TASK ITEM
When the line with "43L62 55L102 59L105" appears below, start repeating lines exactly, and keep going through the line with "positive clicks: (65, 235) (92, 204)"; add nothing outside that span.

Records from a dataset
....

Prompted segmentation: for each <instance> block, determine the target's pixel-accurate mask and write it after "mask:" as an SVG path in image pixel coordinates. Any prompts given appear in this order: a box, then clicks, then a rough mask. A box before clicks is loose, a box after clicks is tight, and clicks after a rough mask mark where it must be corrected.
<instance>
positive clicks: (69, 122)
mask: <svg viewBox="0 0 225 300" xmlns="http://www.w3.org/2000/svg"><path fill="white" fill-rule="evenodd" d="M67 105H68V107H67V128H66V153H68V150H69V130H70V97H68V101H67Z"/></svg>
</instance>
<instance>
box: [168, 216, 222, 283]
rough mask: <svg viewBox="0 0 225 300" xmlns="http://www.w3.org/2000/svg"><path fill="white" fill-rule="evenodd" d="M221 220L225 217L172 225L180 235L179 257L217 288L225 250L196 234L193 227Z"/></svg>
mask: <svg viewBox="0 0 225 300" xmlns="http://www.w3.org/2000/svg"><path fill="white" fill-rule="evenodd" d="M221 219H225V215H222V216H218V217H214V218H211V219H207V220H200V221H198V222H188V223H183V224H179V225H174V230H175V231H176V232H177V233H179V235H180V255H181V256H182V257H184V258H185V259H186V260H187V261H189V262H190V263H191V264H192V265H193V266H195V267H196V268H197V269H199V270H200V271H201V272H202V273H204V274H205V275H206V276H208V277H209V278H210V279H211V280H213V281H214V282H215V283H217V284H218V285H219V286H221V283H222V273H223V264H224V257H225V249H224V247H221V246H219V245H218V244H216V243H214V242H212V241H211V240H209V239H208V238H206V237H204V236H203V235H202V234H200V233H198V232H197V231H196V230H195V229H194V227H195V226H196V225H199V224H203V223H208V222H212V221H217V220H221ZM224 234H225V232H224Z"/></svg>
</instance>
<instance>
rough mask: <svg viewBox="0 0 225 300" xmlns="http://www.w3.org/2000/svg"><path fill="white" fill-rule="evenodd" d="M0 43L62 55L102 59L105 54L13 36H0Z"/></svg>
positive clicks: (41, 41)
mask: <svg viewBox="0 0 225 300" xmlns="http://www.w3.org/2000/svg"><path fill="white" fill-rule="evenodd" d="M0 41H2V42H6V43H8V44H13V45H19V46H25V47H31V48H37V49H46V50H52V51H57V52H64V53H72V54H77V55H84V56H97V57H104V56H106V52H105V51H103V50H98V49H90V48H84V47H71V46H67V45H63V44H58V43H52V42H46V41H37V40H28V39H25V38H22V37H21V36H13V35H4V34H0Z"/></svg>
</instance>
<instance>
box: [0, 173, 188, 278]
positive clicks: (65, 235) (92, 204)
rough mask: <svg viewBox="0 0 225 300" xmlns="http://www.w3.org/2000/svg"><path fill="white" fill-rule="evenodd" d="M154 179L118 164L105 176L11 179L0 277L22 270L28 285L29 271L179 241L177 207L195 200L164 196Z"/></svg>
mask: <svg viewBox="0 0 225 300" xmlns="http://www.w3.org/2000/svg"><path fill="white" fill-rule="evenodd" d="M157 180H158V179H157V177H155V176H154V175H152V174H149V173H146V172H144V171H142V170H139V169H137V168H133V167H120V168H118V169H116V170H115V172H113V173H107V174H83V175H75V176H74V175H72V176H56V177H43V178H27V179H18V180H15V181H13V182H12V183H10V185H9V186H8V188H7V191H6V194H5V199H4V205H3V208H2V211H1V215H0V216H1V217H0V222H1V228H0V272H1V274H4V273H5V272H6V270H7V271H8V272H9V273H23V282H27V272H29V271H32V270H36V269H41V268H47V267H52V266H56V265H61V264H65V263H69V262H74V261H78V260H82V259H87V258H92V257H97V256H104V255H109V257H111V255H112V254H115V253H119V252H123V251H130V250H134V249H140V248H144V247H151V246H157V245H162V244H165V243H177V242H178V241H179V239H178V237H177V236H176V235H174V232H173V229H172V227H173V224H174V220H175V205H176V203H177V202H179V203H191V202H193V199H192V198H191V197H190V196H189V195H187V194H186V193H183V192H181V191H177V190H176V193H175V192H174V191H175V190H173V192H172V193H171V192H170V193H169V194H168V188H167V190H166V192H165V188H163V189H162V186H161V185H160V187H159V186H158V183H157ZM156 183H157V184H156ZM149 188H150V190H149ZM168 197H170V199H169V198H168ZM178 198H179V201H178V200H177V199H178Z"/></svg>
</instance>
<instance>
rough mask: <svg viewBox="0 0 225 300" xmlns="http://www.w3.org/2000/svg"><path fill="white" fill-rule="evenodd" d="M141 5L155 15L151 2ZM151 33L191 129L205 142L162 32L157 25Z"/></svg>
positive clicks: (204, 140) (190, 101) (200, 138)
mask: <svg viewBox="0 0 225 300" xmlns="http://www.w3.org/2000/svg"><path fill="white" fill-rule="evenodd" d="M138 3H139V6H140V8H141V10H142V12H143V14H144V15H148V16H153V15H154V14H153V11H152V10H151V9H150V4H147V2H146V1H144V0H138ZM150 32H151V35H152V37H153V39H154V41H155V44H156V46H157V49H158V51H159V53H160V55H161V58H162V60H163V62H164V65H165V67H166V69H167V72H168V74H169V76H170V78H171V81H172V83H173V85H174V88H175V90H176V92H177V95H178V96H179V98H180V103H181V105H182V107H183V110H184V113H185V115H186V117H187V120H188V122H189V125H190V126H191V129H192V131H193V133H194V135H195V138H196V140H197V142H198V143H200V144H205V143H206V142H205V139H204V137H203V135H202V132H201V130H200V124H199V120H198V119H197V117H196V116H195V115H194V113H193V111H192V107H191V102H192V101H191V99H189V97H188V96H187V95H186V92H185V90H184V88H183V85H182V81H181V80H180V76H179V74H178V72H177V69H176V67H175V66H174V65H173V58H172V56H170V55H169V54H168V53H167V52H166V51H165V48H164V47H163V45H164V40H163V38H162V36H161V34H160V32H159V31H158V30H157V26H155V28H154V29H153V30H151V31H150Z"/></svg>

....

SOLUTION BELOW
rough mask: <svg viewBox="0 0 225 300" xmlns="http://www.w3.org/2000/svg"><path fill="white" fill-rule="evenodd" d="M0 43L62 55L102 59L105 54L13 36H0Z"/></svg>
positive clicks: (41, 41)
mask: <svg viewBox="0 0 225 300" xmlns="http://www.w3.org/2000/svg"><path fill="white" fill-rule="evenodd" d="M0 41H2V42H6V43H8V44H13V45H19V46H25V47H31V48H37V49H46V50H52V51H57V52H64V53H72V54H77V55H84V56H97V57H104V56H106V52H105V51H103V50H98V49H90V48H84V47H71V46H67V45H63V44H58V43H52V42H46V41H37V40H28V39H25V38H22V37H21V36H13V35H4V34H0Z"/></svg>
</instance>
<instance>
box: [0, 173, 188, 278]
positive clicks: (65, 235) (92, 204)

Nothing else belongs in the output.